Edit these rows so that each "rough mask" becomes "coarse mask", leaving everything else unchanged.

· · · · ·

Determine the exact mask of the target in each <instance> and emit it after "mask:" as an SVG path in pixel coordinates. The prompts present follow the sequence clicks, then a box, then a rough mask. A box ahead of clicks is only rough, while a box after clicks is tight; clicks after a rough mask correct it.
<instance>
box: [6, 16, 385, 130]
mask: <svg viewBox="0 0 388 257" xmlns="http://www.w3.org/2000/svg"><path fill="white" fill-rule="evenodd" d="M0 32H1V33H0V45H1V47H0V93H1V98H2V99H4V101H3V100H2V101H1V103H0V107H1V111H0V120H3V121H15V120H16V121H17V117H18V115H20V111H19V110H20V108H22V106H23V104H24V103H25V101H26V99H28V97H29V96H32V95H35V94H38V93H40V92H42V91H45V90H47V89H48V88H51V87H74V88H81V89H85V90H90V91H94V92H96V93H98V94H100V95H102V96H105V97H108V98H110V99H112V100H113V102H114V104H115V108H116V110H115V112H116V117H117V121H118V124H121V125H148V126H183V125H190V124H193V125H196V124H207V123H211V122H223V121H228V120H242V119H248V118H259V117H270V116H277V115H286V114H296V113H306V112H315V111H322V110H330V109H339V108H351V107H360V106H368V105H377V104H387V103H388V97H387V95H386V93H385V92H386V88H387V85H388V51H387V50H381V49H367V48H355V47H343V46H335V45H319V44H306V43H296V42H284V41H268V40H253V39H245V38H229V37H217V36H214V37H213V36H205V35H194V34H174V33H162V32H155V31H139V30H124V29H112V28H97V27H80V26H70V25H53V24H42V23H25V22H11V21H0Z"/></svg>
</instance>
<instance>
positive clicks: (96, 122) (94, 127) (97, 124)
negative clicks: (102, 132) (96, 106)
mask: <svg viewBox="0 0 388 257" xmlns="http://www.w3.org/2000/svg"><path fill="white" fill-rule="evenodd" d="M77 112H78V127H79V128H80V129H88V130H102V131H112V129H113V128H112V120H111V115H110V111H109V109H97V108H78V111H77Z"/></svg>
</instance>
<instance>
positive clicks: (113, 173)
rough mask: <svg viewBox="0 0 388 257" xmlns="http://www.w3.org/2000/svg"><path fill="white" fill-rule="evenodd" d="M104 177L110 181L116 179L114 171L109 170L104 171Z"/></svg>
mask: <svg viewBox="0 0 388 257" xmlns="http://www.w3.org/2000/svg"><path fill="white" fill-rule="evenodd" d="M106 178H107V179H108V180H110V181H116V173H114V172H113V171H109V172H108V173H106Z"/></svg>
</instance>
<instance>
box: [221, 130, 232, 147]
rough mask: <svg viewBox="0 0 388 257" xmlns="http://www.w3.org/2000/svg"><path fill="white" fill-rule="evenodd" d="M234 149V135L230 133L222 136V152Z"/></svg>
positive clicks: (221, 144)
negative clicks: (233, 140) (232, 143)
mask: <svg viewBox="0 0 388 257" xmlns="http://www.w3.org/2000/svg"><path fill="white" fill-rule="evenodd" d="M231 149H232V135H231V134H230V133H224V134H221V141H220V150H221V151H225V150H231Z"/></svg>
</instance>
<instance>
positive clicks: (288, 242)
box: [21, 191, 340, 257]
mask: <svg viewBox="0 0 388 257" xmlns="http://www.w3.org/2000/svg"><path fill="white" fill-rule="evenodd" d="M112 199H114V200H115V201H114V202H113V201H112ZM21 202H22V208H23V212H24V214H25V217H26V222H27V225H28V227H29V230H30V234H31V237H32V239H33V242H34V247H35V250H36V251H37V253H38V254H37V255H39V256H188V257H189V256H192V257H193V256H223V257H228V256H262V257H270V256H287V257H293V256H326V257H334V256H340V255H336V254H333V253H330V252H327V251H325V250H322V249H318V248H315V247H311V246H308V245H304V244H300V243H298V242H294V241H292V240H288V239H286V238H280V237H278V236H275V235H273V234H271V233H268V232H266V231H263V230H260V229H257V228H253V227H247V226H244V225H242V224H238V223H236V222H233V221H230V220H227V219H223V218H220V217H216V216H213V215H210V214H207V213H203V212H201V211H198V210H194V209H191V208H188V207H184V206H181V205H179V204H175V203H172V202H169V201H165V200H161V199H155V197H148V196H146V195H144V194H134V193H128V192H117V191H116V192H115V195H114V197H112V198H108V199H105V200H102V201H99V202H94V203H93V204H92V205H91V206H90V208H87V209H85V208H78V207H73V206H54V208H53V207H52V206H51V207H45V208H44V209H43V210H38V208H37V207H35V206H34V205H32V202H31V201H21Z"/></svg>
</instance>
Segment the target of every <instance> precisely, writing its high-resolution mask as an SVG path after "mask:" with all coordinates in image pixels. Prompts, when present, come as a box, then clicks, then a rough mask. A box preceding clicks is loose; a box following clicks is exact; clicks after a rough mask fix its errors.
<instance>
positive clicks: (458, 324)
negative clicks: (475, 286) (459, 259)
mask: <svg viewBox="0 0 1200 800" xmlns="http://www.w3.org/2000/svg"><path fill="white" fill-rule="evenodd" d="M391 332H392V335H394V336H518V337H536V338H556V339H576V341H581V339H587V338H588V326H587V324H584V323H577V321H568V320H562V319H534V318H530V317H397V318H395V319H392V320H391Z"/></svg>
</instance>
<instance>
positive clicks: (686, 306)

· · · · ·

=== Completed task ===
Determine the exact mask of the target in each <instance> and emit it after "mask:" as an SVG path in pixel coordinates. The prompts present follow the sequence clicks, then a box, then a coarse mask. A box ahead of clicks is only rough, while a box after clicks is tight; clicks after a coarse mask correct it.
<instance>
box: [6, 16, 385, 130]
mask: <svg viewBox="0 0 388 257" xmlns="http://www.w3.org/2000/svg"><path fill="white" fill-rule="evenodd" d="M0 32H1V33H0V45H1V47H0V93H1V98H2V99H4V101H3V100H2V101H1V103H0V107H1V111H0V120H3V121H15V120H16V121H17V117H18V115H20V111H19V110H20V108H22V106H23V104H24V103H25V101H26V99H28V97H29V96H32V95H35V94H38V93H40V92H42V91H45V90H47V89H48V88H51V87H74V88H81V89H85V90H90V91H94V92H96V93H98V94H100V95H102V96H105V97H108V98H110V99H112V100H113V102H114V104H115V108H116V110H115V112H116V117H117V121H118V124H121V125H148V126H183V125H190V124H193V125H196V124H207V123H211V122H223V121H228V120H242V119H248V118H259V117H270V116H277V115H286V114H296V113H306V112H315V111H322V110H330V109H339V108H351V107H360V106H368V105H377V104H387V103H388V97H387V95H386V93H385V92H386V88H387V85H388V51H387V50H381V49H367V48H355V47H343V46H335V45H319V44H306V43H296V42H284V41H268V40H253V39H245V38H229V37H217V36H214V37H213V36H205V35H194V34H174V33H162V32H155V31H139V30H124V29H112V28H97V27H80V26H70V25H53V24H42V23H25V22H11V21H0Z"/></svg>
</instance>
<instance>
positive clicks: (96, 122) (94, 127) (97, 124)
negative clicks: (102, 132) (96, 106)
mask: <svg viewBox="0 0 388 257" xmlns="http://www.w3.org/2000/svg"><path fill="white" fill-rule="evenodd" d="M77 112H78V127H79V128H80V129H88V130H102V131H112V129H113V128H112V120H111V115H110V111H109V109H97V108H78V111H77Z"/></svg>
</instance>
<instance>
positive clicks: (113, 173)
coarse mask: <svg viewBox="0 0 388 257" xmlns="http://www.w3.org/2000/svg"><path fill="white" fill-rule="evenodd" d="M104 177L110 181L116 179L114 171L109 170L104 171Z"/></svg>
mask: <svg viewBox="0 0 388 257" xmlns="http://www.w3.org/2000/svg"><path fill="white" fill-rule="evenodd" d="M106 178H107V179H108V180H110V181H116V173H114V172H113V171H109V172H108V173H106Z"/></svg>
</instance>
<instance>
box: [221, 130, 232, 147]
coarse mask: <svg viewBox="0 0 388 257" xmlns="http://www.w3.org/2000/svg"><path fill="white" fill-rule="evenodd" d="M234 149V135L230 133L222 136V152Z"/></svg>
positive clicks: (221, 144)
negative clicks: (233, 140) (232, 143)
mask: <svg viewBox="0 0 388 257" xmlns="http://www.w3.org/2000/svg"><path fill="white" fill-rule="evenodd" d="M231 149H232V135H231V134H230V133H224V134H221V141H220V150H221V151H225V150H231Z"/></svg>
</instance>
<instance>
positive clicks: (288, 242)
box: [21, 191, 340, 257]
mask: <svg viewBox="0 0 388 257" xmlns="http://www.w3.org/2000/svg"><path fill="white" fill-rule="evenodd" d="M112 199H114V200H115V201H114V202H113V201H112ZM21 202H22V208H23V212H24V214H25V217H26V222H27V225H28V227H29V230H30V234H31V237H32V239H33V242H34V247H35V250H36V251H37V253H38V254H37V255H39V256H188V257H189V256H192V257H193V256H223V257H228V256H262V257H270V256H287V257H293V256H326V257H334V256H340V255H336V254H333V253H330V252H327V251H325V250H322V249H318V248H315V247H311V246H308V245H304V244H300V243H298V242H294V241H292V240H288V239H286V238H280V237H278V236H275V235H273V234H271V233H268V232H266V231H263V230H260V229H257V228H253V227H247V226H244V225H242V224H238V223H236V222H233V221H230V220H227V219H223V218H220V217H216V216H213V215H210V214H207V213H203V212H201V211H198V210H194V209H191V208H188V207H184V206H181V205H179V204H175V203H172V202H169V201H165V200H161V199H155V197H148V196H146V195H144V194H134V193H128V192H117V191H116V192H115V195H114V197H112V198H108V199H105V200H102V201H99V202H94V203H93V204H92V205H91V206H90V208H87V209H85V208H78V207H73V206H54V208H53V207H52V206H51V207H45V208H44V209H43V210H38V208H37V207H35V206H34V205H32V202H31V201H21Z"/></svg>
</instance>
Segment the target of every <instance> precisely, writing its high-resolution mask as an SVG path after "mask:" with all coordinates in image pixels. Prompts, when present, come as a box, then clicks, then a coarse mask. A box preceding clicks is loose; a box following clicks is exact; clicks after a coarse mask fix its errors.
<instance>
positive clicks: (458, 324)
negative clicks: (475, 286) (459, 259)
mask: <svg viewBox="0 0 1200 800" xmlns="http://www.w3.org/2000/svg"><path fill="white" fill-rule="evenodd" d="M391 332H392V335H394V336H518V337H536V338H556V339H576V341H581V339H587V338H588V326H587V324H584V323H577V321H568V320H562V319H534V318H530V317H397V318H395V319H392V320H391Z"/></svg>
</instance>
<instance>
positive clicks: (686, 306)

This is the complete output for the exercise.